Go over the listing below line by line and tally those containing "gravel". Give only the tally.

Entries supplied:
====================

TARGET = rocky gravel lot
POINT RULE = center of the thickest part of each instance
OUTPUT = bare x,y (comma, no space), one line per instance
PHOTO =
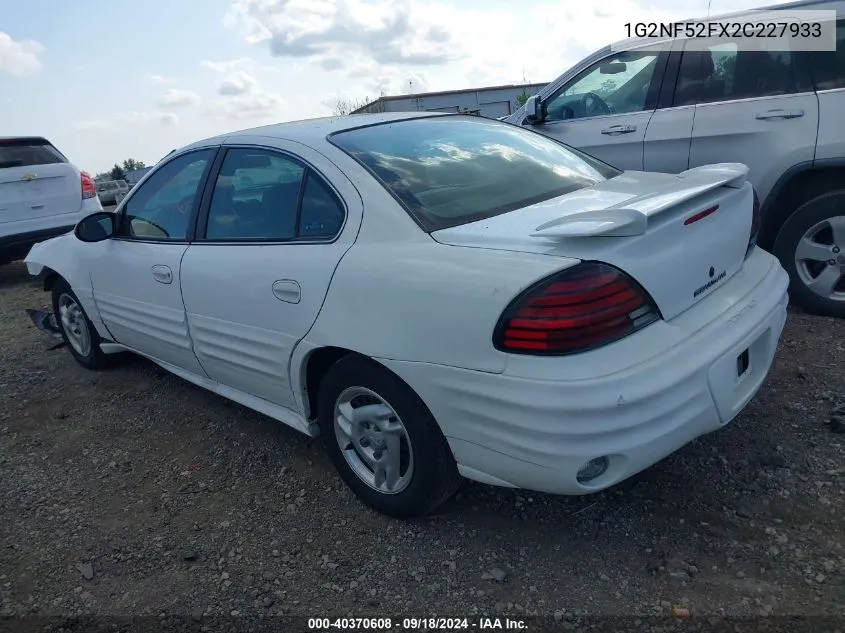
132,492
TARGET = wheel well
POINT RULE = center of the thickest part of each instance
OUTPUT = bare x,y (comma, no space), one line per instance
317,366
800,188
50,278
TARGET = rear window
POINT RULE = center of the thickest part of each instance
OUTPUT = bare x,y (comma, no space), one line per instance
26,152
453,170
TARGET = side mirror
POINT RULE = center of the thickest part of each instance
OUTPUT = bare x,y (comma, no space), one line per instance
533,110
96,227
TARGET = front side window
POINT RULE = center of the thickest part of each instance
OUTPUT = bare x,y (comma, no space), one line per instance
829,66
452,170
263,195
730,70
161,208
618,84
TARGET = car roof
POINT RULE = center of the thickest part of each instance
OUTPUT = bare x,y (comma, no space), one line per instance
319,128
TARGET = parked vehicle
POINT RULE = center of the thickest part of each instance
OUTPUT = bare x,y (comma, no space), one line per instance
41,194
110,190
666,108
436,295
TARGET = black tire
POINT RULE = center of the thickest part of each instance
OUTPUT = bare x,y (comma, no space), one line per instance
802,220
95,359
434,478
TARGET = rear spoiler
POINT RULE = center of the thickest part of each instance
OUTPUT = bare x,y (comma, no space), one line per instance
632,218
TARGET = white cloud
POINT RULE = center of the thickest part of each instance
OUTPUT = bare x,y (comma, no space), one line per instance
385,32
237,83
19,58
227,65
92,125
257,104
369,46
174,98
162,79
146,118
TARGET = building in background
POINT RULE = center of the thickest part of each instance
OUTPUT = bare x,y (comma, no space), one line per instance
492,102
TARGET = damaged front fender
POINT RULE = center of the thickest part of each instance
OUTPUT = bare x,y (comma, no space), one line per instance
68,258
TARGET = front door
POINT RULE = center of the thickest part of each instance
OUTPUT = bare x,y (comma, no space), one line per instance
137,286
605,110
280,218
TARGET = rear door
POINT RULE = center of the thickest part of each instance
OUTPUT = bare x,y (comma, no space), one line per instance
36,181
829,73
753,105
667,139
280,218
605,110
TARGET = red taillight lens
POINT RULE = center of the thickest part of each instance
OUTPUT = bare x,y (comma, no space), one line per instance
582,308
756,219
89,189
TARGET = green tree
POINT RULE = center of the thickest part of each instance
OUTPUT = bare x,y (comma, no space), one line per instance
130,164
117,172
348,106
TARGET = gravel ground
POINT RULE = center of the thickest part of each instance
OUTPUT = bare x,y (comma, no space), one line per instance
131,491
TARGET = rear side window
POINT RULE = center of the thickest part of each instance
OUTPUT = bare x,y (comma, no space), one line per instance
452,170
829,66
27,152
727,71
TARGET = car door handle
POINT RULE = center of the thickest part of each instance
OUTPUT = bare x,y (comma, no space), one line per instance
780,114
162,274
287,290
619,129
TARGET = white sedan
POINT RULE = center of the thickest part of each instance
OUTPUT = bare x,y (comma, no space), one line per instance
437,296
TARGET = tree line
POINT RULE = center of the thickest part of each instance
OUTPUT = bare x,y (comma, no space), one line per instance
118,172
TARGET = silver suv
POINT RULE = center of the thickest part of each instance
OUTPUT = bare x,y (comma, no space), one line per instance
664,108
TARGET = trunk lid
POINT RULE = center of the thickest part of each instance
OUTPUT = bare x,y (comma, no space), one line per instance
36,180
680,236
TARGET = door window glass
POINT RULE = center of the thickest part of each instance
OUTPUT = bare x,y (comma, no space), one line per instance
829,66
260,195
726,71
322,215
618,84
161,208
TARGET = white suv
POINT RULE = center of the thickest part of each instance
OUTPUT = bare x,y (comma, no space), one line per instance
665,108
41,195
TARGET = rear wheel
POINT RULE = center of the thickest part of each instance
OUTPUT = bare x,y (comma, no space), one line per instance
78,332
811,247
383,440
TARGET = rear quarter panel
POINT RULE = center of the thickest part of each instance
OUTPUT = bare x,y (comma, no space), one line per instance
425,302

====================

Answer section: 2